**Your goal:**
Report each line of the entries that includes "camel" by copying it.

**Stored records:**
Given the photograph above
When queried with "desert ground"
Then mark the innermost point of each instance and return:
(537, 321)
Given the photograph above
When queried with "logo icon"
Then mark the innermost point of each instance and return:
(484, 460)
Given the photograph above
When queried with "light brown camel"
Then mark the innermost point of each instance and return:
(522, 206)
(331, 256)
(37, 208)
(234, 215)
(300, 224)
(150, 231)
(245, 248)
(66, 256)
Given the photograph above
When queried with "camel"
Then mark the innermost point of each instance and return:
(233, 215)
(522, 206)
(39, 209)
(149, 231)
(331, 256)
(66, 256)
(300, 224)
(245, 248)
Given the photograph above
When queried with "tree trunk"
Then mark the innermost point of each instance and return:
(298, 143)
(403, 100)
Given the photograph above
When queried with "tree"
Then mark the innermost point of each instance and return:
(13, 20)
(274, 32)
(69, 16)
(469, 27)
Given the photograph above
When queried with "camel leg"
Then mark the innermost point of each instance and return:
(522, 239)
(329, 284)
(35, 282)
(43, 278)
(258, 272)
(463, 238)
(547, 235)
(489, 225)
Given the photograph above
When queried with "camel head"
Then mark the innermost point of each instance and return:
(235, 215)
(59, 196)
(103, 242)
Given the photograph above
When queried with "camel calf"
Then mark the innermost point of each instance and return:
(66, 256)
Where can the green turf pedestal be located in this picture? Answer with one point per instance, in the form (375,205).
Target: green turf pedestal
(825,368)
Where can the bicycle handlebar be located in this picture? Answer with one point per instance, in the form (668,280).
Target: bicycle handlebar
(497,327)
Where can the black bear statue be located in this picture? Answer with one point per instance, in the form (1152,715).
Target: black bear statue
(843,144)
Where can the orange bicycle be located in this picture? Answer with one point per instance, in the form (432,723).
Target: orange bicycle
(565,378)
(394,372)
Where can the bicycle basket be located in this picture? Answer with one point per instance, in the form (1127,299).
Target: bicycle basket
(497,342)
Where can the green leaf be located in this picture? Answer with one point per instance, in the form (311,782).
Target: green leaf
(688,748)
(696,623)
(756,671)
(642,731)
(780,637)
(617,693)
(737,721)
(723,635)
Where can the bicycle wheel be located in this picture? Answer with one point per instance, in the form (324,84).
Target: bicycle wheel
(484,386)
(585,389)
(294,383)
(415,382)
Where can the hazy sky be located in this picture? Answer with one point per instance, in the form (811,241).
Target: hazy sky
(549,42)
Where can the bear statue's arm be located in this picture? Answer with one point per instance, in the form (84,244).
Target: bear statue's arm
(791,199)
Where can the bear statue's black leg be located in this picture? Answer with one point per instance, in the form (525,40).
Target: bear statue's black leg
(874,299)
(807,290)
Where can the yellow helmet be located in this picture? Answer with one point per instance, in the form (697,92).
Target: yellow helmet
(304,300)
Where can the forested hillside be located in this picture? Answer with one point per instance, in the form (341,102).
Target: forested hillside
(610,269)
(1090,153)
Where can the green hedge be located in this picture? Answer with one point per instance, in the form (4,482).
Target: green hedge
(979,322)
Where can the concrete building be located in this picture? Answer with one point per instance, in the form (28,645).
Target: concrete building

**Solution to the exercise:**
When queried with "light brown camel"
When queried with "camel"
When queried with "camel leg"
When queried with "camel head"
When queried with "camel calf"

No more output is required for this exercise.